[BRIEF 1] Return each line of the records that contains the word "navy".

-- PASSAGE GIVEN start --

The hereditary Peers agreed to leave the House but, astonishingly, that manifesto commitment evaporated without any hint of reform and the Government forgot about it for the remainder of their 10 years in office, so it cannot have been that important after all. Thanks to the noble and learned Lord, Lord Falconer, who is sadly not in his place today, now we know that no such reform was ever planned or intended. We had been played for fools.

Twenty-five years later, we are back where we started. Now we have another Labour Government, also led by a pale, male, north London lawyer—although not such a popular one—with a manifesto commitment to reform this House. Apparently, the handful of hereditary Peers who it was agreed would remain in this House until reform took place and have dutifully fulfilled their side of the bargain are now themselves the block to any substantive reform and must be cast into outer darkness to enable it to take place. What a load of rubbish. This Labour Government stand by their promises to their union paymasters but conveniently forget their promises to those hereditary Peers, to this House and to the House of Commons, which voted for that deal as set out in Section 2 of the 1999 Act.

There is a strong case for a fully elected House, as set out by the noble Lord, Lord Newby, and Second Reading on the Government’s Bill in the House of Commons in October clearly shows, rather extraordinarily, that this now appears to be the model favoured by the present House of Commons. As we have heard, an elected House presents significant problems. It seems inevitable that an elected second Chamber would, rather as the noble Lord, Lord Murphy, was talking about, press for the repeal of the Parliament Acts. A new distribution of powers between the two Houses would be needed, along with a new set of conventions to resolve disputes between them, unless we are to see the sort of deadlock that happens in the United States Congress, which would inevitably occur more with an invigorated second Chamber.

Our difficulty is that we have no real idea what the Government are planning, no White Paper and nothing from the Prime Minister—understandably, as he spends so little time here and is so busy abroad—but we know that Gordon Brown’s commission, of which the noble Lord, Lord Murphy, was such a distinguished member, favoured an elected House representative of the nations and regions, even if he did not. I am not sure how much more representative we could be, although I accept that north London is somewhat overrepresented on the Benches opposite. We know that the Prime Minister favours an elected House, which makes it all the more bizarre that we are shortly to consider a Bill that establishes a fully appointed one.

While there would be less risk of conflict with the other House, an appointed House does not come without problems. As we have heard, the Salisbury/Addison convention has enabled this House to operate efficiently since 1945, but if the remaining hereditary Peers go it will become obsolete. Nor is it within the Government’s power to enforce it, and they can therefore expect Divisions on their Bills at Second Reading and Third Reading. It is even less likely that the convention on secondary legislation will hold for long, as it has been increasingly challenged in recent years.

-- PASSAGE GIVEN end --

[BRIEF 2] According to the speech on House of Lords reform, which convention has enabled the House to operate efficiently since 1945?

-- EXTRACTED ENTRIES start --

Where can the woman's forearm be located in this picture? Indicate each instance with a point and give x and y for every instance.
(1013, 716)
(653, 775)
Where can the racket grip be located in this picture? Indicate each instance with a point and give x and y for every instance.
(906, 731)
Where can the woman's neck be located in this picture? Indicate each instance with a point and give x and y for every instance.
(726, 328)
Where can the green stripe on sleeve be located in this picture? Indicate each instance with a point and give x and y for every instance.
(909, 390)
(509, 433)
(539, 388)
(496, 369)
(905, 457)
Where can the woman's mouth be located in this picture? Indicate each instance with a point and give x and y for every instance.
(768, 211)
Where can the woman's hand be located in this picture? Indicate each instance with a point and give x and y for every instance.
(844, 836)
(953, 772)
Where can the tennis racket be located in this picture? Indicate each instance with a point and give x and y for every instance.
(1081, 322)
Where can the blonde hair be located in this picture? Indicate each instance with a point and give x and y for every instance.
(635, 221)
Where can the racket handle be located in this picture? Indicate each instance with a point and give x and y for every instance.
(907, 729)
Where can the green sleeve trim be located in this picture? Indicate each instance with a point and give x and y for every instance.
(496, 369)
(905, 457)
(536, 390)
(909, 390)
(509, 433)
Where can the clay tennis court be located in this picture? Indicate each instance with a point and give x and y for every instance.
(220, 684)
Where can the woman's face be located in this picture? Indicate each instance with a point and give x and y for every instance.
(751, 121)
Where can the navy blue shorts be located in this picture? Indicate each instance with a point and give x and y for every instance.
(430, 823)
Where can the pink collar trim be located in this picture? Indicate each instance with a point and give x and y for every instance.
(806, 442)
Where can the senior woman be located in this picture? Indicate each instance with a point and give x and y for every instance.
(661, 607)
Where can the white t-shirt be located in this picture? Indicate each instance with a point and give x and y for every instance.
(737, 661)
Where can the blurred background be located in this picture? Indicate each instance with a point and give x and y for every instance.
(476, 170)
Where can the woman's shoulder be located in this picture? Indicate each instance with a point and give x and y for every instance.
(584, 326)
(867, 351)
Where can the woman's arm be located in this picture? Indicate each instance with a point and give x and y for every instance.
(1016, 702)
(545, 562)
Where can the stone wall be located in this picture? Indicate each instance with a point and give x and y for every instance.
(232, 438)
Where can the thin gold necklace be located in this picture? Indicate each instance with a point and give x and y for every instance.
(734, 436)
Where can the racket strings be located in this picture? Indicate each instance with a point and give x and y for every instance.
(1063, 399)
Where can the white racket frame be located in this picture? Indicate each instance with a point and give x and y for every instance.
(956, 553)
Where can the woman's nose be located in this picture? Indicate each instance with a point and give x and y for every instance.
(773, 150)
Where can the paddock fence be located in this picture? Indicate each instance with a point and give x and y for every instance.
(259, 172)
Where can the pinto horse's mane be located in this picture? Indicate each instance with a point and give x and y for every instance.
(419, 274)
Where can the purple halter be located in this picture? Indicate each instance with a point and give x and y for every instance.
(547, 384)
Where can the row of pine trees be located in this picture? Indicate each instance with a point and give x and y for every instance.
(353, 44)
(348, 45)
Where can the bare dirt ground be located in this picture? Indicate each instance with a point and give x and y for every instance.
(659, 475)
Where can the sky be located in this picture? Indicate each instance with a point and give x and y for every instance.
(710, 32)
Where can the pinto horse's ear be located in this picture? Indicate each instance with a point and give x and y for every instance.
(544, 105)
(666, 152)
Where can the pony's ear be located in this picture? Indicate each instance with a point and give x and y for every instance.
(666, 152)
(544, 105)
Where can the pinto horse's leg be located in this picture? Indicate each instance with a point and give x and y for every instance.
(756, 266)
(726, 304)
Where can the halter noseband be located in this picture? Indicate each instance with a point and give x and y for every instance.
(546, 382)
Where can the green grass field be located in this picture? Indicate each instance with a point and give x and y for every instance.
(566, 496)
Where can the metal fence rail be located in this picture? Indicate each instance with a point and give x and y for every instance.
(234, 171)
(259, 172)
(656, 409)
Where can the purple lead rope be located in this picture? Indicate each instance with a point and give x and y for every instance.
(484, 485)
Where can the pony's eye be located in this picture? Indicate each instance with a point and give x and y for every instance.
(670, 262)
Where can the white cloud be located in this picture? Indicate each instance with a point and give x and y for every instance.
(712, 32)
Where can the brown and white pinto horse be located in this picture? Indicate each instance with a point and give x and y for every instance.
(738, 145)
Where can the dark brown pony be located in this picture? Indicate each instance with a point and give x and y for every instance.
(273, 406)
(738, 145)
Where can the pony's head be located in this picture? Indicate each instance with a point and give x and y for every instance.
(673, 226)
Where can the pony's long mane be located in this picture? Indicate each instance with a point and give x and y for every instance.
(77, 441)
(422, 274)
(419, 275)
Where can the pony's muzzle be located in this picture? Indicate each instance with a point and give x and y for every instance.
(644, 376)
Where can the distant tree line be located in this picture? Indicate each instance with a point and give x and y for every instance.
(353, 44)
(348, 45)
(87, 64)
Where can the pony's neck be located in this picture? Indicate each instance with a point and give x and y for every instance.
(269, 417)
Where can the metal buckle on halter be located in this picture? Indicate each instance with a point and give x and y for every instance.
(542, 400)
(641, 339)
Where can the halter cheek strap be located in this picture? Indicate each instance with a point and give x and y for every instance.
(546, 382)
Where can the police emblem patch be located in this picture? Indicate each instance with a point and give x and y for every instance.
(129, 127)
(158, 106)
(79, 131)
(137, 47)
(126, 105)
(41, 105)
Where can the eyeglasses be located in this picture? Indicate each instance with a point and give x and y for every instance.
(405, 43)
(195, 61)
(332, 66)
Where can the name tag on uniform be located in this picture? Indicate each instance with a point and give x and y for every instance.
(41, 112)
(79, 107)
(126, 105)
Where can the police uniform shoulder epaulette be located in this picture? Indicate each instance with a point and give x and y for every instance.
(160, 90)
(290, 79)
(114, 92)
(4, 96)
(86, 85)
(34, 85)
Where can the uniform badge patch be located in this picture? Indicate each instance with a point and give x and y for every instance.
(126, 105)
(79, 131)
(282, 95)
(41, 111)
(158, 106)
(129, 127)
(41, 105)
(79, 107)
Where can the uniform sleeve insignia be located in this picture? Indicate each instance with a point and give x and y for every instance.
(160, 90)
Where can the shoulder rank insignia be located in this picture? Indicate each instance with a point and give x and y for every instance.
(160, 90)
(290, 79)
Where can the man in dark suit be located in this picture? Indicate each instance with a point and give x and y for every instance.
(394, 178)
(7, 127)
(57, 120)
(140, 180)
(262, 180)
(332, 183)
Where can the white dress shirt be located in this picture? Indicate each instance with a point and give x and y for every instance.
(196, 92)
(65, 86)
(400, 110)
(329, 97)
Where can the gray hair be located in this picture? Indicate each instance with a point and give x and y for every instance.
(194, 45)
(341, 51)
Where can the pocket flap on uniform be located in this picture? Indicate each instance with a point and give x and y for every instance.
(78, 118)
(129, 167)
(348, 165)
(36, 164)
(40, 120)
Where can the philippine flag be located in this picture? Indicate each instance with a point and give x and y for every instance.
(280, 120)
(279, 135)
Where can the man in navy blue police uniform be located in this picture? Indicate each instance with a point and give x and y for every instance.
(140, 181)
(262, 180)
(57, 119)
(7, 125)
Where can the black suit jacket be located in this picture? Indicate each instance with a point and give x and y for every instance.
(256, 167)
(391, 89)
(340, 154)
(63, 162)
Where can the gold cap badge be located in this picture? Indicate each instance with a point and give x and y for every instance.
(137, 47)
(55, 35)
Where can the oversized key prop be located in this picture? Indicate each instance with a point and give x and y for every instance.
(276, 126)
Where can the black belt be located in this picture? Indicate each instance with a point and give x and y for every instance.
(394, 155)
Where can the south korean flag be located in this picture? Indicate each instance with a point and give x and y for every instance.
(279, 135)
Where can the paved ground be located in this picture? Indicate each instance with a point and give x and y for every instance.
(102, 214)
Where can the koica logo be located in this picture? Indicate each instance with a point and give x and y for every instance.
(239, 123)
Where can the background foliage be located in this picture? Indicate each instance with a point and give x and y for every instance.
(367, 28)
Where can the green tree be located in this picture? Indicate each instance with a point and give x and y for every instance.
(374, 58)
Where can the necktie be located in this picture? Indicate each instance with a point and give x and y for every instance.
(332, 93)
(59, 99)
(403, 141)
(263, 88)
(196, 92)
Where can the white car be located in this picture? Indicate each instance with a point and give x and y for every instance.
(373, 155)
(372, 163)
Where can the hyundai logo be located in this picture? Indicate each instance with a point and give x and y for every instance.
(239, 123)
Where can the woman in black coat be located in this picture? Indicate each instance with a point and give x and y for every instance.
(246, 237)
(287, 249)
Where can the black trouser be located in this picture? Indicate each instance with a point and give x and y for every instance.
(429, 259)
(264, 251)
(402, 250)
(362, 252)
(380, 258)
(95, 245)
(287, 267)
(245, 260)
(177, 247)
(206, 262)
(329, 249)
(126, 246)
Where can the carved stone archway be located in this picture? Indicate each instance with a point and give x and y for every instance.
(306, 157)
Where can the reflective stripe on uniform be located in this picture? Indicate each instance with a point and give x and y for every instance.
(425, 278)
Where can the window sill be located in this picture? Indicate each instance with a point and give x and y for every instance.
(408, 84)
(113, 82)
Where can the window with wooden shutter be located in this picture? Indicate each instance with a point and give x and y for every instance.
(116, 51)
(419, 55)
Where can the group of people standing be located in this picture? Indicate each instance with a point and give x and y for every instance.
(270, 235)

-- EXTRACTED ENTRIES end --

[EXERCISE RESPONSE 1]
Where can the navy blue shorts be located in this picture? Indicate each instance with a point and give x and y for every instance.
Where can the man in navy blue police uniform be located in this picture? Indicate each instance with a point and give x and y for every instance.

[EXERCISE RESPONSE 2] The Salisbury/Addison convention.